RAW RECORDS —
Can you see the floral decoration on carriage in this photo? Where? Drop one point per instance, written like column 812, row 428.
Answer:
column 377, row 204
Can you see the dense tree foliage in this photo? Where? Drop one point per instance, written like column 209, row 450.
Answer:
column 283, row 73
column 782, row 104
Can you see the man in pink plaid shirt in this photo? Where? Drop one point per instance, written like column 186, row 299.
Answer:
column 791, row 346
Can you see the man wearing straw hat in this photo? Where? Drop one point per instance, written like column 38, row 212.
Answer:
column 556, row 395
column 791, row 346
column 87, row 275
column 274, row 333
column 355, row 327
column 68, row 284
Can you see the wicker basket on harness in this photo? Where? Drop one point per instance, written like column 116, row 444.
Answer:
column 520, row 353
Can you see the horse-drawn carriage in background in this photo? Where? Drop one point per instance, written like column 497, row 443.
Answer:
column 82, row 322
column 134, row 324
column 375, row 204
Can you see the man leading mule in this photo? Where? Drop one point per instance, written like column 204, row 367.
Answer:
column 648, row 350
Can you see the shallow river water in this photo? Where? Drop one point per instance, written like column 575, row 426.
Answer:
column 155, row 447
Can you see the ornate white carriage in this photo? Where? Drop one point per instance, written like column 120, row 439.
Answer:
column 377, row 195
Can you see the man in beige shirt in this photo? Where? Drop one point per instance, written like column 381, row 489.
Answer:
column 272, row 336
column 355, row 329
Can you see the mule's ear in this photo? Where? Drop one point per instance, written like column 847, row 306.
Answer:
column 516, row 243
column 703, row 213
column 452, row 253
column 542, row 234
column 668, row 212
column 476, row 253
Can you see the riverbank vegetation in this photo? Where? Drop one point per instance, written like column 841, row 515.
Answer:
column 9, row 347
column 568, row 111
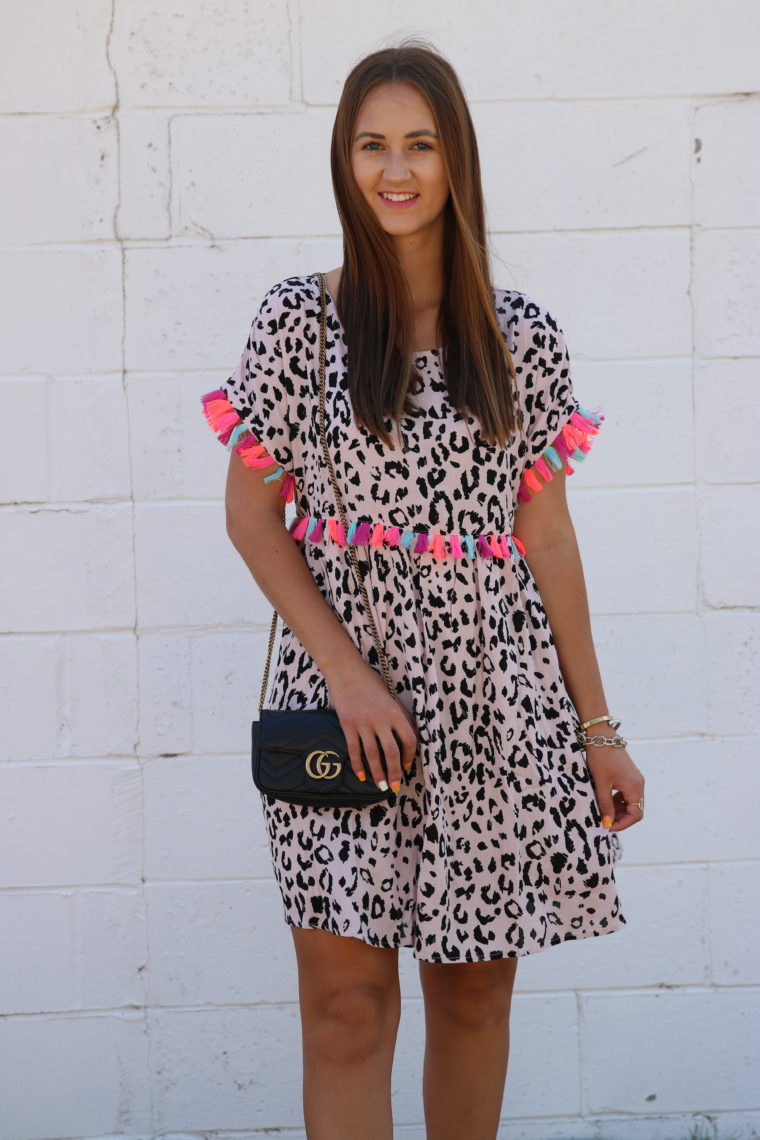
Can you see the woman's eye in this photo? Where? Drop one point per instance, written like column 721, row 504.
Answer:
column 419, row 143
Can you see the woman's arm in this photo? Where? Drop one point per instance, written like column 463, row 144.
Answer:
column 358, row 693
column 545, row 527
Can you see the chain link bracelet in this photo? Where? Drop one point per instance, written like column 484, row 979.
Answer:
column 602, row 741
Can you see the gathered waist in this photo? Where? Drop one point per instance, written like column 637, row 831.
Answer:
column 417, row 540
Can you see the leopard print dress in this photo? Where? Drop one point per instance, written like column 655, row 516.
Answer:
column 493, row 845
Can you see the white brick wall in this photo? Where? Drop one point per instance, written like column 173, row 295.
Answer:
column 154, row 169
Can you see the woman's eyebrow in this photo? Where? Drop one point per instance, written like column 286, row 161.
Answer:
column 411, row 135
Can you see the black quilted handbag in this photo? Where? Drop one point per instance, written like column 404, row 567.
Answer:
column 301, row 755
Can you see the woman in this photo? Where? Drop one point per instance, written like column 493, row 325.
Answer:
column 450, row 420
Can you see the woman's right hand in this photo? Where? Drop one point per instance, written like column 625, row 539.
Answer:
column 369, row 715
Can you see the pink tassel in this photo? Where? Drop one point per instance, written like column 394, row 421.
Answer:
column 217, row 395
column 301, row 526
column 531, row 481
column 438, row 546
column 287, row 489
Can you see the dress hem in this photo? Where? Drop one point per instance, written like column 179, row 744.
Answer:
column 615, row 925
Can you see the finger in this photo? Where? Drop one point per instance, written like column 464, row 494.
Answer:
column 392, row 757
column 372, row 757
column 354, row 752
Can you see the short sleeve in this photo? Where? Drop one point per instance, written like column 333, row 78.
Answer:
column 558, row 430
column 251, row 409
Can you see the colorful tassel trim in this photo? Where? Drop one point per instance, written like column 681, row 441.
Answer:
column 311, row 529
column 571, row 444
column 234, row 433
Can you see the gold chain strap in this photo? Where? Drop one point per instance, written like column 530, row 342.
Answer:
column 338, row 499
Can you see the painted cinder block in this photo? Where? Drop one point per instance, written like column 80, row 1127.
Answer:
column 652, row 564
column 726, row 163
column 726, row 444
column 75, row 1076
column 89, row 439
column 647, row 433
column 71, row 824
column 650, row 48
column 184, row 554
column 75, row 323
column 681, row 828
column 29, row 681
column 230, row 279
column 165, row 57
column 24, row 471
column 727, row 292
column 695, row 1050
column 203, row 820
column 209, row 1073
column 56, row 58
column 99, row 703
column 653, row 668
column 73, row 569
column 730, row 538
column 589, row 164
column 734, row 923
column 166, row 711
column 219, row 944
column 733, row 637
column 39, row 209
column 71, row 950
column 326, row 58
column 144, row 206
column 604, row 288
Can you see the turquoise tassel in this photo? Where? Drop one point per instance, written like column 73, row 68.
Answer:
column 236, row 434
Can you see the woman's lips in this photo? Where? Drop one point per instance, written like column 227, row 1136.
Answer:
column 399, row 205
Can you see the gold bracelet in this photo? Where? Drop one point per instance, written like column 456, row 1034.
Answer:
column 598, row 719
column 602, row 741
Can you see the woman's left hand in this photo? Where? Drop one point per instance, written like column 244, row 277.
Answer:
column 612, row 767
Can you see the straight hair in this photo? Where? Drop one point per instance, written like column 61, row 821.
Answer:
column 374, row 301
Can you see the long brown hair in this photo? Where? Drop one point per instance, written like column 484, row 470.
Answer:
column 374, row 301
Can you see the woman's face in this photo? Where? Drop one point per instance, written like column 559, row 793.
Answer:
column 385, row 159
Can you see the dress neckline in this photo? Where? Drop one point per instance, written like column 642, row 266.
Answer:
column 417, row 352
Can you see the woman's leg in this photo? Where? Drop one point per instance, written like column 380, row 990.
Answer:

WORK TO COMPLETE — Leave out the pictures and transcribe everything else exactly.

EXPECTED OUTPUT —
Can you see the floral decoration on carriage in this photo? Where? Drop one point per instance, written like column 812, row 428.
Answer:
column 377, row 204
Can you see the dense tree foliage in this photo? Where? Drop one point per instance, written like column 209, row 450.
Answer:
column 283, row 73
column 782, row 104
Can you see the man in pink plaid shirt in this photo? Where? Drop one point per instance, written like column 186, row 299.
Answer:
column 791, row 346
Can you see the man wearing straw hat in this photo? Where? Drop one point per instance, written like column 38, row 212.
Answer:
column 556, row 395
column 791, row 346
column 87, row 275
column 274, row 333
column 355, row 327
column 68, row 284
Can you see the wicker basket on harness in this photo? Where? Drop one point per instance, written like column 116, row 444.
Answer:
column 520, row 353
Can you see the horse-drawn carriage in background in this photo? Where? Drop one point per instance, written like column 497, row 443.
Answer:
column 82, row 322
column 134, row 324
column 375, row 204
Can you see the man leading mule in this photo? Where? Drop one point per instance, written like column 204, row 367.
Answer:
column 648, row 350
Can you see the shallow river water in this photo? Where? Drop one point per instance, written like column 575, row 426.
Answer:
column 155, row 447
Can you see the ornate white carriage in this photo? Where? Drop one point per instance, written like column 120, row 439.
Answer:
column 377, row 195
Can you see the man in beige shirt in this photo? Where? Drop one point per instance, written like column 381, row 489.
Answer:
column 272, row 336
column 355, row 329
Can you see the mule's ear in this photo? Where? Drop one point per instance, written like column 847, row 306.
Answer:
column 516, row 243
column 703, row 213
column 452, row 253
column 542, row 234
column 668, row 212
column 476, row 253
Can you see the riverbank vegetation in this photo? Where? Drop one point per instance, written like column 841, row 515.
Answer:
column 9, row 347
column 568, row 111
Can you see the woman's eye in this photo? Where? Drop one point per instance, written like column 721, row 504.
Answer:
column 419, row 143
Can you see the woman's arm in this photo? Where? Drop one point per instance, written like column 463, row 144.
Answer:
column 358, row 693
column 545, row 527
Can you see the chain link bracelet in this photo? Where? Drop one point per instance, written like column 484, row 979.
Answer:
column 602, row 741
Can you see the gathered waist in this photo? Where? Drop one point per instance, written like column 637, row 831.
Answer:
column 417, row 540
Can you see the leopard print dress in this photo? Where? Drop one point per instance, written like column 655, row 516.
Answer:
column 493, row 845
Can you see the white brick wall in this photo? Where? Drop one point per instance, written like column 173, row 295.
Answer:
column 154, row 169
Can you see the woman's eyebrow in this photo? Where? Drop one point per instance, written like column 286, row 161.
Answer:
column 411, row 135
Can you see the black quilted handbag in this photo? Where? Drop one point per instance, written like column 404, row 567.
Answer:
column 301, row 755
Can you see the woman in this photo? Where? Drop one point per instance, written like column 493, row 325.
Answer:
column 450, row 420
Can you see the woman's right hand in this photo? Where? Drop one point per instance, written like column 625, row 539.
Answer:
column 369, row 715
Can you see the pink tassel in this photo? Where? Drop one point per instance, written like column 394, row 421.
Answer:
column 217, row 395
column 301, row 526
column 531, row 481
column 438, row 546
column 287, row 489
Can you see the dress hem in this photo? Where? Drop one point per instance, written like column 179, row 744.
Answer:
column 615, row 925
Can you see the finger in this photo? Where? Drop one point per instance, written like column 464, row 494.
Answer:
column 392, row 757
column 372, row 757
column 354, row 752
Can you see the short sleeve in this photo? Where? Drop one point per instance, written like column 333, row 78.
Answer:
column 558, row 430
column 251, row 409
Can you see the colorful tassel trim in this photo? Where? Drop one point per instance, written like column 681, row 441.
Answer:
column 311, row 529
column 571, row 444
column 234, row 433
Can you see the gold chain strap in this photo? Where? Drop one point per instance, written like column 530, row 342.
Answer:
column 338, row 499
Can you see the painted cinder block in this photo? Where? Drop one point per instance, written like column 80, row 1127.
Answer:
column 652, row 564
column 726, row 163
column 726, row 444
column 75, row 1076
column 89, row 439
column 647, row 433
column 71, row 824
column 650, row 48
column 184, row 554
column 75, row 323
column 681, row 828
column 29, row 681
column 230, row 279
column 165, row 57
column 24, row 471
column 727, row 292
column 695, row 1050
column 203, row 820
column 209, row 1073
column 56, row 58
column 99, row 703
column 653, row 668
column 73, row 569
column 730, row 538
column 589, row 164
column 734, row 923
column 166, row 711
column 219, row 944
column 733, row 637
column 39, row 209
column 71, row 950
column 326, row 58
column 144, row 206
column 604, row 288
Can you see the turquoise tassel in this photo? Where? Drop one point per instance, written like column 73, row 68.
Answer:
column 236, row 434
Can you see the woman's lips in this photo? Where? Drop one point per instance, written like column 227, row 1136.
Answer:
column 399, row 205
Can you see the gold bracelet in this photo? Where? Drop one point per instance, written like column 456, row 1034.
Answer:
column 598, row 719
column 602, row 741
Can you see the woman's left hand in this photo? Where? Drop one point per instance, written like column 244, row 277.
Answer:
column 612, row 767
Can you see the straight hair in this photo? Where? Drop one point per instance, written like column 61, row 821.
Answer:
column 374, row 301
Can you see the long brown hair in this photo? Where? Drop one point per instance, written like column 484, row 470.
Answer:
column 374, row 301
Can you see the woman's face in this photo? Where? Drop one point per instance, written like column 559, row 793.
Answer:
column 385, row 159
Can you see the dress neckline in this photo? Where? Drop one point per instance, written like column 642, row 266.
Answer:
column 417, row 352
Can you see the woman's leg in this photo? Where? Drop one point per instance, written like column 380, row 990.
Answer:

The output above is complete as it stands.